** Begin **

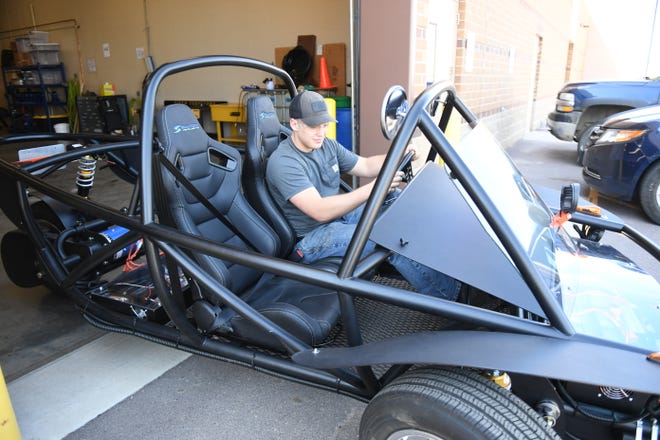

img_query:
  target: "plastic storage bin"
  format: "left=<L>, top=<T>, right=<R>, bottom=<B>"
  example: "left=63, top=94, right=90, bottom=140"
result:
left=30, top=43, right=60, bottom=65
left=41, top=70, right=64, bottom=84
left=28, top=31, right=48, bottom=44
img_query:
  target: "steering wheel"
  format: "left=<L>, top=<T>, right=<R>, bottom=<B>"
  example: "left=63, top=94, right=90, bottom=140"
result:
left=380, top=86, right=408, bottom=140
left=396, top=151, right=415, bottom=182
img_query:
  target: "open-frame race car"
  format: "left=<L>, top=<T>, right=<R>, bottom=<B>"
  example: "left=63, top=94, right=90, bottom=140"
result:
left=0, top=56, right=660, bottom=440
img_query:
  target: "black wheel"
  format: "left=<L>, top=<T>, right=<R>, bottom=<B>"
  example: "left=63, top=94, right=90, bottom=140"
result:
left=639, top=162, right=660, bottom=225
left=360, top=368, right=559, bottom=440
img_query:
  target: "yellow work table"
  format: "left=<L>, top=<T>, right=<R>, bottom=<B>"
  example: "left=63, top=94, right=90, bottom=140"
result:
left=209, top=103, right=246, bottom=143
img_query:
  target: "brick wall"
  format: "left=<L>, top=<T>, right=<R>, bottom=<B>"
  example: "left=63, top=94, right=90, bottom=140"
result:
left=413, top=0, right=584, bottom=146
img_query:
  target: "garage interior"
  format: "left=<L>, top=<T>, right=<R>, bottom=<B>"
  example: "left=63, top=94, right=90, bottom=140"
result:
left=0, top=0, right=448, bottom=382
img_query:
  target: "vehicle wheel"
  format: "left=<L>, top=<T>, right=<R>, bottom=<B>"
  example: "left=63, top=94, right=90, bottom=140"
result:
left=639, top=162, right=660, bottom=225
left=360, top=368, right=559, bottom=440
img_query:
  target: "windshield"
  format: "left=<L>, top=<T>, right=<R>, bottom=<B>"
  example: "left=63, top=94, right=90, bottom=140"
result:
left=457, top=125, right=660, bottom=351
left=457, top=123, right=570, bottom=299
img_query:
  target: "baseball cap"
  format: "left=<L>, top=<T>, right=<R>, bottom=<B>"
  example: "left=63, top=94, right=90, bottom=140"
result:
left=289, top=90, right=337, bottom=127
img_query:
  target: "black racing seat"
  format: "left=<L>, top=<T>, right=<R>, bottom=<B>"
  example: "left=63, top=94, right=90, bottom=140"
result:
left=243, top=95, right=296, bottom=257
left=156, top=104, right=339, bottom=349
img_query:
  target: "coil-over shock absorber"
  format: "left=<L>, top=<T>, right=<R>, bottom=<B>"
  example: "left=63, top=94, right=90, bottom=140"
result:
left=76, top=154, right=96, bottom=198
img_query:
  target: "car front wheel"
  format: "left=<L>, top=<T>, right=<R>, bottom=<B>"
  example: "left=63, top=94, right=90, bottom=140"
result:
left=639, top=162, right=660, bottom=225
left=360, top=368, right=559, bottom=440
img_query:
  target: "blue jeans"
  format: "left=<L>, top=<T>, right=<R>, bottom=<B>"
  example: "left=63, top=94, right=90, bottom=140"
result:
left=295, top=195, right=461, bottom=301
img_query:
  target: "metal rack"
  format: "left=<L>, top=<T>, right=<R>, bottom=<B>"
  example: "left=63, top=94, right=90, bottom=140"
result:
left=2, top=63, right=69, bottom=132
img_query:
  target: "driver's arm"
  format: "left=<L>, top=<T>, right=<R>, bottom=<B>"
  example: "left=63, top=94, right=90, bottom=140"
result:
left=348, top=145, right=417, bottom=178
left=289, top=180, right=376, bottom=222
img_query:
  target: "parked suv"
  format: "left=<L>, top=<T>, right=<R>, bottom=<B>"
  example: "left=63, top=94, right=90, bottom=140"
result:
left=548, top=78, right=660, bottom=141
left=578, top=105, right=660, bottom=224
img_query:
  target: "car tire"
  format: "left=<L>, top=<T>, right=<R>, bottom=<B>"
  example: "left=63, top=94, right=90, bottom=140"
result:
left=639, top=162, right=660, bottom=225
left=360, top=367, right=559, bottom=440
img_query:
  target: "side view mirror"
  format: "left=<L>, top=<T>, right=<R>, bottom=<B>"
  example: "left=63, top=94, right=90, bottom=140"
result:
left=380, top=86, right=408, bottom=139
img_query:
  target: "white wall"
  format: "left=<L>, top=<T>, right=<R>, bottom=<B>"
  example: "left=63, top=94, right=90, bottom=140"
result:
left=583, top=0, right=660, bottom=80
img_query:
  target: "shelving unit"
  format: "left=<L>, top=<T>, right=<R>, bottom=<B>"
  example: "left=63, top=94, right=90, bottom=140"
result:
left=2, top=63, right=68, bottom=132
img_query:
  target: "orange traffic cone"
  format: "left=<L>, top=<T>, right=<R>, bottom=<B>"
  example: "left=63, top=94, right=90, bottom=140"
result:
left=319, top=56, right=332, bottom=89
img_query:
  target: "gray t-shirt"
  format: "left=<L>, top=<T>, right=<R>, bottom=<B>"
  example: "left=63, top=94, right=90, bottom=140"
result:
left=266, top=138, right=359, bottom=237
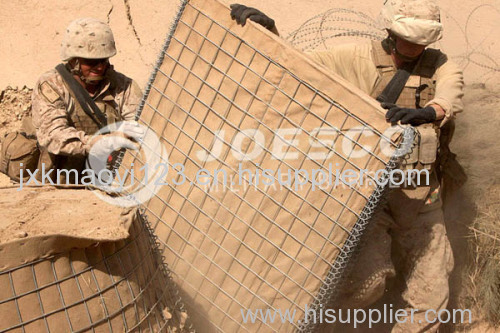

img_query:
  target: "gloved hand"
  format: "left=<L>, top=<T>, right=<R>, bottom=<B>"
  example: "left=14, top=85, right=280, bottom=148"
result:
left=381, top=103, right=436, bottom=126
left=230, top=3, right=274, bottom=30
left=88, top=134, right=138, bottom=165
left=110, top=121, right=146, bottom=142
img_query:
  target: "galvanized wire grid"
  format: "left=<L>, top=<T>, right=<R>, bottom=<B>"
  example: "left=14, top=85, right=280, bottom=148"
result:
left=0, top=211, right=188, bottom=332
left=122, top=1, right=413, bottom=331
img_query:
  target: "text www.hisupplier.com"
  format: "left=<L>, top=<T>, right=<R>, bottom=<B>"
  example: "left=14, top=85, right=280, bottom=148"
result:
left=240, top=304, right=472, bottom=328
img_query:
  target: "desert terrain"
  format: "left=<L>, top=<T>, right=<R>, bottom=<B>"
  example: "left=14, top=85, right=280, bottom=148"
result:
left=0, top=0, right=500, bottom=332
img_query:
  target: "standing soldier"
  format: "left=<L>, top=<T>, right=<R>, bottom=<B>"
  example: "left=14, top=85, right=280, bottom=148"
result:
left=231, top=0, right=463, bottom=332
left=32, top=18, right=143, bottom=183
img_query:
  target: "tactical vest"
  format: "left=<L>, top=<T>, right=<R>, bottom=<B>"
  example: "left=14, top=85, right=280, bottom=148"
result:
left=371, top=41, right=440, bottom=170
left=39, top=80, right=122, bottom=183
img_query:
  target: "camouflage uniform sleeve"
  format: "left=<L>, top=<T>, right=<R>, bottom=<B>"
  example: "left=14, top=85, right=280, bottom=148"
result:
left=425, top=54, right=464, bottom=127
left=121, top=80, right=142, bottom=120
left=32, top=74, right=90, bottom=156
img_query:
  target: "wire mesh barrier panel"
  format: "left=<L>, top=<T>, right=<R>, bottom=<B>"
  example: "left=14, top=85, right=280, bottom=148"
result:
left=0, top=190, right=185, bottom=332
left=118, top=0, right=414, bottom=332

** End **

THE EXERCISE: Locate each line in the items above that contains the string "wall". Copy those lines out in full.

EXERCISE RESPONSE:
  target: "brick wall"
  target: "white wall"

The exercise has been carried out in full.